> _任务要求_
续写下方关于沙漠蝗迁飞入境风险的访谈，从其最后一句之后接着写。

**** 文章 ****

石旺鹏:根据FAO最新发布的沙漠蝗情报、沙漠蝗的习性及当前的气候条件分析,东北非和中东蝗群正在大规模扩散和迁移,有些蝗群已经开始产卵,经过1~2个月的发育将进一步形成新蝗团和蝗群。

在红海两岸的蝗虫将形成新的蝗蝻团伙和成虫蝗群,并向沙特阿拉伯的西南迁飞扩散,部分蝗群从印度和巴基斯坦的边界地区又迁飞到也门和安曼等,形成新的灾害。

《中国科学报》:根据观测,这些蝗虫是否会到达我国境内?

张泽华:沙漠蝗扩散区可到达缅甸西南部,缅甸离我国最近的距离大概100~200公里,同等海拔高度的区域最近距离大概1000公里。有两个重要的时间点需要重视。

第一个是5月份,如果在印度、缅甸有数量较大的迁飞种群,加之印度洋西南季风异常强劲,那么蝗群在700hPa高度翻越横断山脉的机会大增,迁飞进入我国云南境内可能性较大,在季风作用下,甚至还会进入到广西、四川。

第二个是6~8月份,如果印度、缅甸沙漠蝗得不到控制,灾害持续暴发,下一代成虫在西风急流与印度洋西南季风共同作用下,进入我国境内的概率陡然升高。

石旺鹏:因为天山、昆仑山和喜马拉雅山脉的天然屏障,非洲沙漠蝗群迁飞进入我国的可能性较低,但不排除蝗群会从印度西部向东迁飞,进入缅甸、老挝等东南亚国家,继而侵入我国云南、西藏、广西等,进而扩散到全国其他适生地区。

张鑫:我国西部边境据守着帕米尔高原、喜马拉雅山、横断山,连同缅甸西北的若开—那加山脉,构成了一条天然屏障,海拔均在2000米以上,应该能有效阻断其东迁对我国造成的直接威胁。

**** 所示信息 ****

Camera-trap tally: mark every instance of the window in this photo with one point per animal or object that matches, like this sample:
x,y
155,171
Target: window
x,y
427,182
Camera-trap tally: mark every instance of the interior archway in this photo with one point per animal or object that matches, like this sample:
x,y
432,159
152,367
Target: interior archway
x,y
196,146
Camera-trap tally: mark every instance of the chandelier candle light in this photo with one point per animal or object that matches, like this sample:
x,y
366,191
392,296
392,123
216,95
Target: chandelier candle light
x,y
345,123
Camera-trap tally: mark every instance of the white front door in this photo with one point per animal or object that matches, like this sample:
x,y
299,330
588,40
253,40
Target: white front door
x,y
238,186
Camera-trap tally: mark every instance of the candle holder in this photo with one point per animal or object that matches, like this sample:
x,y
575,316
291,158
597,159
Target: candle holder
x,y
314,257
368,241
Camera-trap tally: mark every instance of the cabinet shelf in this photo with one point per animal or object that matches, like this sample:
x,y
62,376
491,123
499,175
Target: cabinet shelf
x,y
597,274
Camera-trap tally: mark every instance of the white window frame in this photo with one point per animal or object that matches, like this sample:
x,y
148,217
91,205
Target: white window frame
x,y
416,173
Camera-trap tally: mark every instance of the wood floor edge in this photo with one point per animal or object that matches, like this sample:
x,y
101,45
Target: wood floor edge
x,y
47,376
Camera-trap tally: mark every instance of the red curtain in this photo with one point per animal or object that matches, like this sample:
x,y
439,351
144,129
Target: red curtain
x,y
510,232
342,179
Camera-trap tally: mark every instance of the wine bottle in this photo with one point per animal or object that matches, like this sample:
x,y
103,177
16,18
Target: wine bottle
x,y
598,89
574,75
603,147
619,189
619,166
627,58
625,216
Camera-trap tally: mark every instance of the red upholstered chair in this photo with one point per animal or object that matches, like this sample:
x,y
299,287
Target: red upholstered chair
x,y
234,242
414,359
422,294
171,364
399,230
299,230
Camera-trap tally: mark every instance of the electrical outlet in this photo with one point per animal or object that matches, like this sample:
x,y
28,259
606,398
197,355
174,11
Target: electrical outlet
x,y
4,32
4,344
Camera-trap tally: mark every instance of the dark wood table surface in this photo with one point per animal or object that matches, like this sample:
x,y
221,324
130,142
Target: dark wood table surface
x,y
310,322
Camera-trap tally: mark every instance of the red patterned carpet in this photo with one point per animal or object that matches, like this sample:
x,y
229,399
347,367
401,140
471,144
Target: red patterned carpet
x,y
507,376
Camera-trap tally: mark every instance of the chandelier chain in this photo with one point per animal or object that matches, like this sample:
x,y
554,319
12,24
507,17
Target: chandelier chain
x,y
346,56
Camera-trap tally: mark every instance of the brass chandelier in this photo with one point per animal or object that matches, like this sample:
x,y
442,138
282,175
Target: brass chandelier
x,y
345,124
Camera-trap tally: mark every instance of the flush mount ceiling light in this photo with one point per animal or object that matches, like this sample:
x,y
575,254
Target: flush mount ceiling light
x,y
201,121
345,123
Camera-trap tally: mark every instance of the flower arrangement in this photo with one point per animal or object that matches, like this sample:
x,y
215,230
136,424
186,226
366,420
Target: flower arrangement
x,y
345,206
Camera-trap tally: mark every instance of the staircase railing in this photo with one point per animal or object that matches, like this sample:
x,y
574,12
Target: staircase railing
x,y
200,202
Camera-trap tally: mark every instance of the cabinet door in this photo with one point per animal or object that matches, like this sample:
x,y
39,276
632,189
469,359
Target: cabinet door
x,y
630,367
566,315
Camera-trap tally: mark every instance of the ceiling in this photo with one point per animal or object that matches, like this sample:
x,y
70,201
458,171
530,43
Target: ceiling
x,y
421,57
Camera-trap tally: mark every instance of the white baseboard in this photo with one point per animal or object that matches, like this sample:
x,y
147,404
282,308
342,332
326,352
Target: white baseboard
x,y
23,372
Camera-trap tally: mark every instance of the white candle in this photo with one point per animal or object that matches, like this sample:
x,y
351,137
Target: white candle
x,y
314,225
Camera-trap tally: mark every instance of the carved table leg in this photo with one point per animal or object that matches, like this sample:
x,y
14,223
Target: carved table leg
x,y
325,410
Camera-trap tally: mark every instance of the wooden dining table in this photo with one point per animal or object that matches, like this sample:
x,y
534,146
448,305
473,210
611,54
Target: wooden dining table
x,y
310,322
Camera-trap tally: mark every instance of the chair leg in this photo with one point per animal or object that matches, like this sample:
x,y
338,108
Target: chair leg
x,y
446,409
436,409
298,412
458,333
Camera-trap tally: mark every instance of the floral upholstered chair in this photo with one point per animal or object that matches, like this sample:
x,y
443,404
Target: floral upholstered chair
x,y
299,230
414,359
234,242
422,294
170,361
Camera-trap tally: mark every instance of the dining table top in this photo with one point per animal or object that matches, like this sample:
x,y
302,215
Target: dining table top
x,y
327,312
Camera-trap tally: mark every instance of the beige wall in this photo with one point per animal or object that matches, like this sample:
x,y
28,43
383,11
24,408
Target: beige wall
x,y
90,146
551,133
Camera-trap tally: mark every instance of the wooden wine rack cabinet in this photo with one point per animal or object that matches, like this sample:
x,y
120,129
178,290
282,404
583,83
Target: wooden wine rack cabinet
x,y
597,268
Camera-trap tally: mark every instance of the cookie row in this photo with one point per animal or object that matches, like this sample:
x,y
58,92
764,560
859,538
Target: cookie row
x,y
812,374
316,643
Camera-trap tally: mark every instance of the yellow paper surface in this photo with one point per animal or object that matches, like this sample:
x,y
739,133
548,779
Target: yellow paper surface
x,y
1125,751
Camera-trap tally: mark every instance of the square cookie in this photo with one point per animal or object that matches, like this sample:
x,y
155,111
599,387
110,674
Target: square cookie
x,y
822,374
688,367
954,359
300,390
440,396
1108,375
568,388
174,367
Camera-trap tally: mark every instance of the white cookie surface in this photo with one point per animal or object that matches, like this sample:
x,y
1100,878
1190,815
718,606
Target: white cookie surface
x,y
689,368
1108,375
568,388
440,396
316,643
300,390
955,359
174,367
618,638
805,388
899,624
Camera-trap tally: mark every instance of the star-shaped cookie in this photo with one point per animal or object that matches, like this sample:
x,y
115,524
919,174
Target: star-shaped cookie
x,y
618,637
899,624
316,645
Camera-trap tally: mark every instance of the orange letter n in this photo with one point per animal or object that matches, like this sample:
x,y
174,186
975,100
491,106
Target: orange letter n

****

> _任务答案_
但我们也不要轻视,因为印巴两国的农作物已经被吃的很惨了,一旦达到没啥可吃的境地,这群蝗虫很有可能会改变迁徙方向。例如,少量蝗群可能突破地势较低的那加—若开山进至缅甸、泰国,再北进我国云南、广西地区,还是存在较大可能的。或者绕道中亚进入我国新疆,但概率极低。

高度重视对粮食安全的潜在威胁

《中国科学报》:沙漠蝗为何在今年形成如此大规模的蝗灾?

张泽华:有几个原因。首先,沙漠蝗前年和去年发生的基数比较大,产卵数量大。其次,今年,非洲发生区形成了比较大的降雨,使得沙漠蝗在同一个时间同一个地点孵化了,都出土了,形成了庞大种群。

如果像往年那样分批次地从土里出来,蝗虫的天敌还能够消灭一部分。但同时出土使得沙漠蝗抵抗天敌的能力比较大,人类的防治措施也来不及实施。而且它的危害比较严重,移动到哪儿就一扫而光。

石旺鹏:据分析,过度放牧破坏了非洲草原生态系统是主因,加之今年的气候条件,如降水适合沙漠蝗的发生。

《中国科学报》:假如蝗群迁入我国,是否会对我国粮食安全造成影响?

张泽华:我国(除西藏)内陆地区,近30年来没有沙漠蝗分布及为害报道。一旦侵入,将面临发生规律未知、监测技术缺乏、防控困难等诸多不确定性,并有可能对我国粮食生产安全、草原生态安全和生物安全构成严重威胁。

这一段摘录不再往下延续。